::: AVAILABLE DATA

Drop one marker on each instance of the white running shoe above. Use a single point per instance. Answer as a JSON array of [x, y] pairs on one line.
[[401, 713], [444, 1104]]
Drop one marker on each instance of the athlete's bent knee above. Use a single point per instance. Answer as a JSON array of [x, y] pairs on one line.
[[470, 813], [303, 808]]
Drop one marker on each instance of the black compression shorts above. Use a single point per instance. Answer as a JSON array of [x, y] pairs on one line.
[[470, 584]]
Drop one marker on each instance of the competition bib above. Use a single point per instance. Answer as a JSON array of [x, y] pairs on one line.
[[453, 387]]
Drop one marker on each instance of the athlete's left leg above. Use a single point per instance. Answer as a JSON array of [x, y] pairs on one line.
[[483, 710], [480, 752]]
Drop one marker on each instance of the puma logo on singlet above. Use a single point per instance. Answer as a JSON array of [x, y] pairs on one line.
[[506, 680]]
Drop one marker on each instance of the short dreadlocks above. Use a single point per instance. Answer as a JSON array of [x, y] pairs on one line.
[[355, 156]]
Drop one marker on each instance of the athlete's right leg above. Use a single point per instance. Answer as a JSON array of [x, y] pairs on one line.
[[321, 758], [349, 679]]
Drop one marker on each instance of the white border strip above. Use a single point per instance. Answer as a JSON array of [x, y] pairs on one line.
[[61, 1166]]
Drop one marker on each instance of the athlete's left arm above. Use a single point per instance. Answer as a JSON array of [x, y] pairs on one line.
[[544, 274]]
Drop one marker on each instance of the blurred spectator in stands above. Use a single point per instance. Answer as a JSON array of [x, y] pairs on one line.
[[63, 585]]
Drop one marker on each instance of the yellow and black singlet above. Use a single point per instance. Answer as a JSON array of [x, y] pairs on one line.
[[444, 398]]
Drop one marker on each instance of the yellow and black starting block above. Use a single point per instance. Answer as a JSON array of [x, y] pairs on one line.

::::::

### ACTION ITEM
Transcribe the data in full, matching every line exactly.

### RESULT OF THE TASK
Drop one marker on each instance of the white running shoe above. Use a single point per instance. Answer as a JSON array of [x, y] pairs on one line.
[[401, 713], [444, 1104]]
Drop one marker on each instance of the athlete's bent knee above. Use a single point per instance. Answer as a JSON array of [x, y] pairs on one line.
[[470, 813], [303, 808]]
Drop one marker on each instance of the black compression shorts above. Use a single point per instance. Answer as a JSON array of [x, y] pairs on one line.
[[470, 584]]
Drop one marker on each instance of the competition bib above. Use a single point per instance. Answer as a JSON array of [x, y] pairs on one line.
[[453, 387]]
Drop one marker on each instance of the athlete's left leg above. Use a single point per instance. Answer as a JSON array of [x, y] pairs on one line.
[[483, 710], [480, 752]]
Drop one marker on each instance of the puma logo on singlet above. Use a single point per instance. Answer as a JSON array of [x, y] pairs on one line.
[[506, 680]]
Drop one marker on each instance of the short dreadlocks above. Use a single point per instance. Answer as a JSON array of [x, y] pairs on one line.
[[355, 156]]
Drop one marker on each instance of the athlete's right leg above. Use a single point per instance. Answer as a JSON array of [x, y] pairs on one line.
[[321, 758], [349, 679]]
Drop one marker on each instance of the white border strip above. Use a single point per instance. Answer as a JSON array of [x, y] pairs on one line.
[[61, 1166]]
Drop one marker on each instance of the athlete's left arm above. Use a single point per instance. Answer as a JSON array of [x, y] pairs on one line.
[[544, 274]]
Drop one marker on each instance of the blurred spectator in stands above. Use a single point per instance. Answer as a JSON array of [x, y] pairs on one line.
[[63, 585]]
Drop one marker on each instance of the yellow and black singlet above. Use a single point per instance. Answer as a JSON array of [x, y] pairs on one line.
[[444, 398]]
Drop one marker on each instance of the yellow and black starting block above. Use a single point per instance. Answer as a JSON array of [x, y] pairs on one line.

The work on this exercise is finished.